§ Work instructions:
Determine how many lines in the entries below include "text". The reply should be that number and nothing else.

§ Data records:
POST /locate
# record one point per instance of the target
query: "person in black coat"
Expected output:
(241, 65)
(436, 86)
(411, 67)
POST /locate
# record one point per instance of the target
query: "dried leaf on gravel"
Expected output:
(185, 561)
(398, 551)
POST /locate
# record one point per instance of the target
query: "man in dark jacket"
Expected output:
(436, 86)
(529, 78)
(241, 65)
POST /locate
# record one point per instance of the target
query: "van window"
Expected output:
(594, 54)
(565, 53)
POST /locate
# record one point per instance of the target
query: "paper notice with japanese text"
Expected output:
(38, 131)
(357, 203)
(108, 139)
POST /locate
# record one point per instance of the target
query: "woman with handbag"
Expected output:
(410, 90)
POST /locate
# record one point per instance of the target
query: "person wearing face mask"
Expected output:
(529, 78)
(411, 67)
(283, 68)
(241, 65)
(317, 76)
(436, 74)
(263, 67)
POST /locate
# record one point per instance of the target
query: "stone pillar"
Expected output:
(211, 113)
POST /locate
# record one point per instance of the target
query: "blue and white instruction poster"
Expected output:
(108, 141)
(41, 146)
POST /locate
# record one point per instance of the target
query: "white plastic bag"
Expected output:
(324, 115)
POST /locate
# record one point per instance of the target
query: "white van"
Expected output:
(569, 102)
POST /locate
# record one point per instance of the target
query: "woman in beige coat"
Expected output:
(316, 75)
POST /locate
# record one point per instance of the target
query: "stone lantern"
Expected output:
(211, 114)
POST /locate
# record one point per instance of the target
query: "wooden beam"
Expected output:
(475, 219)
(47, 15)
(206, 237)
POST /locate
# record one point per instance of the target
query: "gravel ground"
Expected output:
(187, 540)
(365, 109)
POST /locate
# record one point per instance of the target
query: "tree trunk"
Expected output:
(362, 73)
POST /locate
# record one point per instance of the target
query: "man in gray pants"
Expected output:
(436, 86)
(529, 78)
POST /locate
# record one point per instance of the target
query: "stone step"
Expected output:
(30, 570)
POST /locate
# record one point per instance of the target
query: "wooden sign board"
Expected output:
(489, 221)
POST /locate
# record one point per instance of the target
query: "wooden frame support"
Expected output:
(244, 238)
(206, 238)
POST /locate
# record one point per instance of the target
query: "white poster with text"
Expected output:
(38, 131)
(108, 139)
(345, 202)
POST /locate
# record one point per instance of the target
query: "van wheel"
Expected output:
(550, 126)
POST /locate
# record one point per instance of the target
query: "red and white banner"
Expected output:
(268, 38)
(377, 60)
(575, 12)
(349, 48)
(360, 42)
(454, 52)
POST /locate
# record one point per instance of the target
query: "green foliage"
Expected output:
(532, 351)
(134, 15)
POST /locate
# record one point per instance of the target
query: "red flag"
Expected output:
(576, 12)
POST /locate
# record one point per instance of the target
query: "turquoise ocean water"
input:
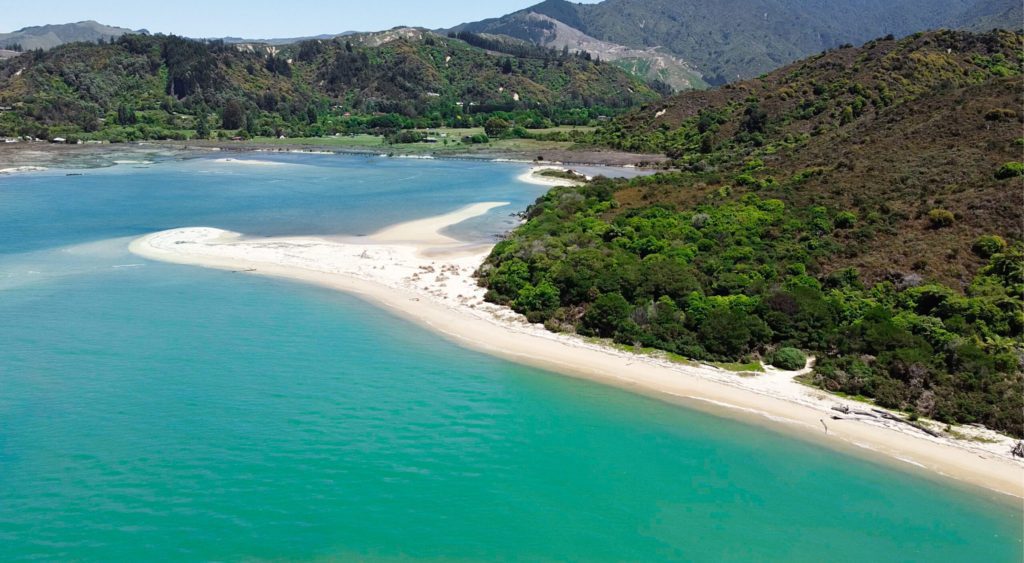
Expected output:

...

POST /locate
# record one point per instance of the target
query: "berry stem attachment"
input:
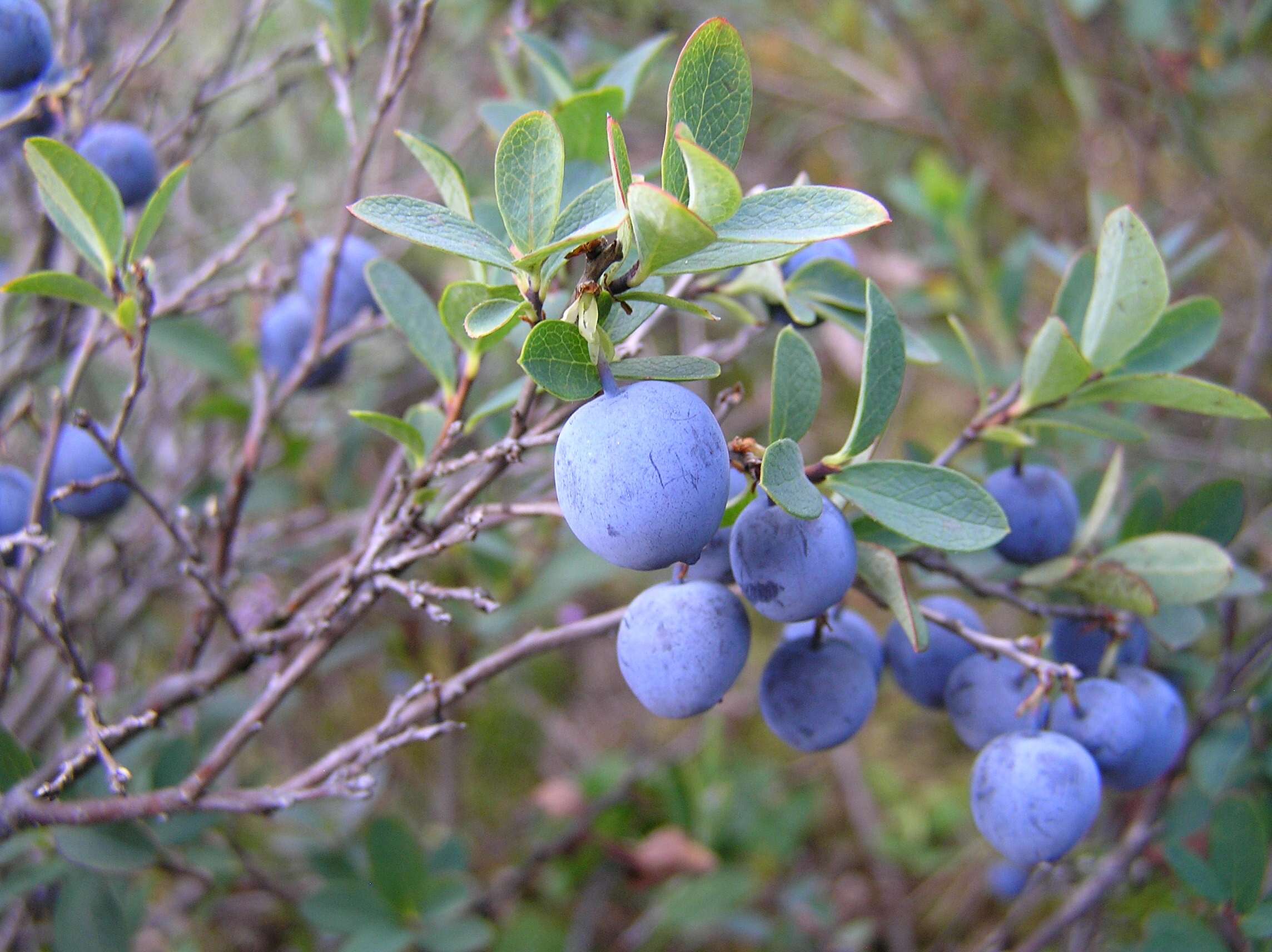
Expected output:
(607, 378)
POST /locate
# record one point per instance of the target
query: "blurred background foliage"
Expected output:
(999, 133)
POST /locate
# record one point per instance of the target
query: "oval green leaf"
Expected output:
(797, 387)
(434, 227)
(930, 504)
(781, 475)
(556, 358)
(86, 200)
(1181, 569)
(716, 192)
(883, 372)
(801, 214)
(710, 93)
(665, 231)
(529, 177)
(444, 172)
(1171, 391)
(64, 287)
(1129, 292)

==

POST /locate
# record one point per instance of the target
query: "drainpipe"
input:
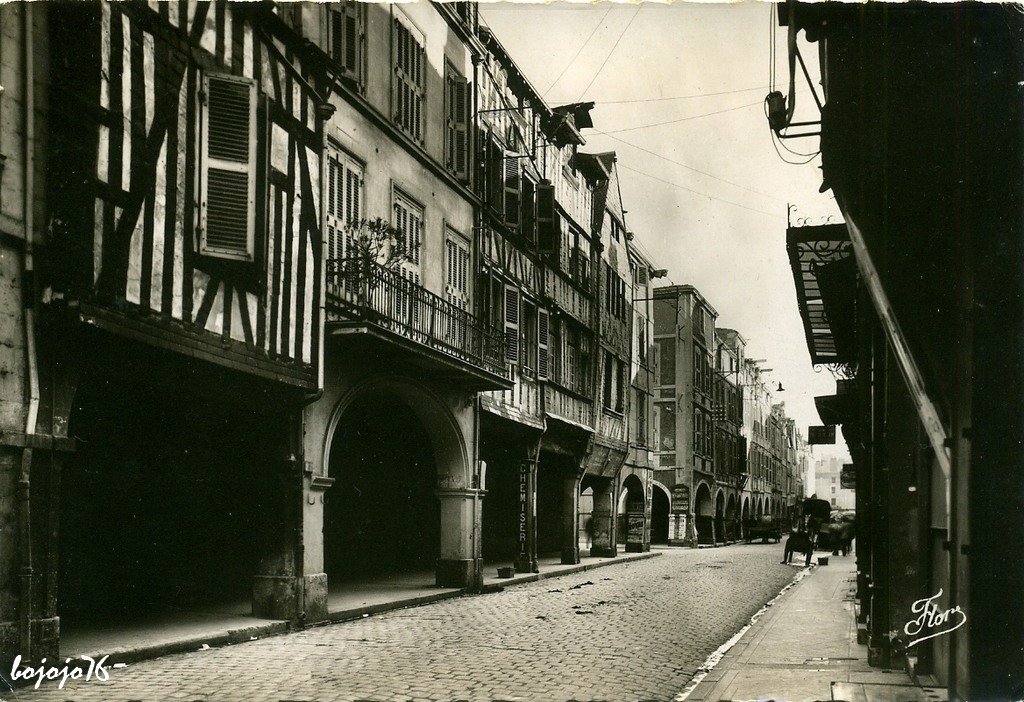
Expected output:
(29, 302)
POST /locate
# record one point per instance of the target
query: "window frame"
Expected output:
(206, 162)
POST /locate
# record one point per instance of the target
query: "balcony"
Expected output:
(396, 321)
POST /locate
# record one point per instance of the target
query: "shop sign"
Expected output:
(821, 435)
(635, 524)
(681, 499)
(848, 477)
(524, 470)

§ Task answer:
2